- **Required work**
1) According to the blog post about study deadlines, how many words per day does the writer need to produce to meet the first due date?
2) Write the next part of the blog post about study deadlines, picking up after its final sentence.
start Provided text
Thursday, July 31, 2008

57 days

On a more lifeblogging bent...it's not often that I go off about topics - greatly enjoy them, though!

Almost finished my theology essays - just have to expand one paragraph, write a concluding summary and a conclusion.
The fact that I'm almost done is both good and bad - as much as I can complain (and, don't worry, I have done), I do like studying theology - I just don't like having to write about it without having first studied it properly. Education, not so much, and the end of my theology essays (for now) means that I have to get stuck into doing stuff for education - the thing that will actually pay money.

I've done a Statscheck up for it - rather elementary at the moment, but since I haven't started anything...
Keeping in mind that I'm doing four subjects - one of them is prac, which means that the other three have to be condensed into, like, 10 weeks (and all before Midsem - thanks, Uni!).
I have two due dates for six pieces of assessment. The first is in 21 days time, on 22 Aug, with a total of 120% (out of 300%) due, with the need to write 4100w. That means that, each day, I need to do 5.7% of an assignment - that is, 195 words every day.
After that, I can breathe a rather small sigh of relief, because the next due date is 35 days later, on 26 Sep, with a total of 180% due, comprising 7900w; meaning that, each day, I need to do 5.1% of an assignment - that is, 226w every day. More words for less percentage, bad deal, but do keep in mind that a lot of those words are basically repetition - lesson plans, for instance, will always have some things just ripped out of the syllabus wholesale.

200 words per day is actually rather standard, particularly knowing previous semesters. The concern is that usually my first two weeks are spent doing nothing. Instead of going from lazy to stressed (or, if you will, from good to bad), I'm going from stressed to moreso (or, from bad to worse).
end Provided text
start Collected data
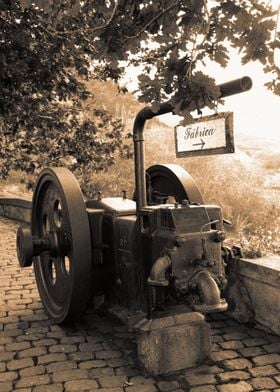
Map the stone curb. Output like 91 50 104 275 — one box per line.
end Collected data
- **Answers given**
1) 195 words every day.

2)
On another note, I got a shipment of books yesterday and today: Hannah Arendt's The Life of the Mind - which, based on the wikipedia article, looks absolutely fascinating - along with three Orthodox books - Fr Seraphim (Rose)'s biography (which is about two inches thick), the latest Bible study book by Fr Lawrence Farley and the Divine Liturgy study by, again, Fr Lawrence. Greatly looking forward to reading all of these, somewhat saddened that the next time will be in September, when I'll probably have to be studying for what I'm going to be teaching...eek!

57 days...

It's not arrogant to simply be correct

Something that occured to me today...

Orthodox are sometimes castigated over what is seen as sheer arrogance - particularly the audacity to claim that we are the Church that Jesus founded and that we have the lone claim to the fullness of the Faith.

And, I can kinda see where that viewpoint comes from - when you come from a viewpoint that has the truth being like shards in a broken mirror, and when you put it all together you get the whole truth, it's very confronting (or, at least, counter-intuitive) to have someone say 'actually, we've got the whole mirror, unbroken'. I can kinda understand why someone would say 'you think you've got a mirror, nuh, no way.'

But real practise, we don't find Orthodox beating their chest or waving pom-poms saying 'we've got it ri-ight' or anything like that. Surely, though, one leads to the other, so why isn't this the case?

The problem here is that:
IF when you believe that you have the fullness of the Faith, and
IF you know that it's not like you made it (i.e. we believe that we got it passed on, unchanged, from Christ),
THEN any kind of decent self-reflection is going to mean that you don't consider yourself worthy of this; which means that you're going to go 'this is awesome' and love it, but it's not like you can be that triumphalistic about it.

Orthodoxy is fantastic and I love being part of it, but it's not something I can laud over people. It is something, though, that I can, with full confidence, say 'this is the Truth' - not because of me, or anything that I've done, but because this is God's religion.

Tuesday, July 29, 2008

Responsibility

Oh, and while I can still get in a post and have it count as July:

I'm so sick of hearing girls say 'all guys are the same'.

It runs into a bigger problem, of course - not taking responsibility for one's own actions.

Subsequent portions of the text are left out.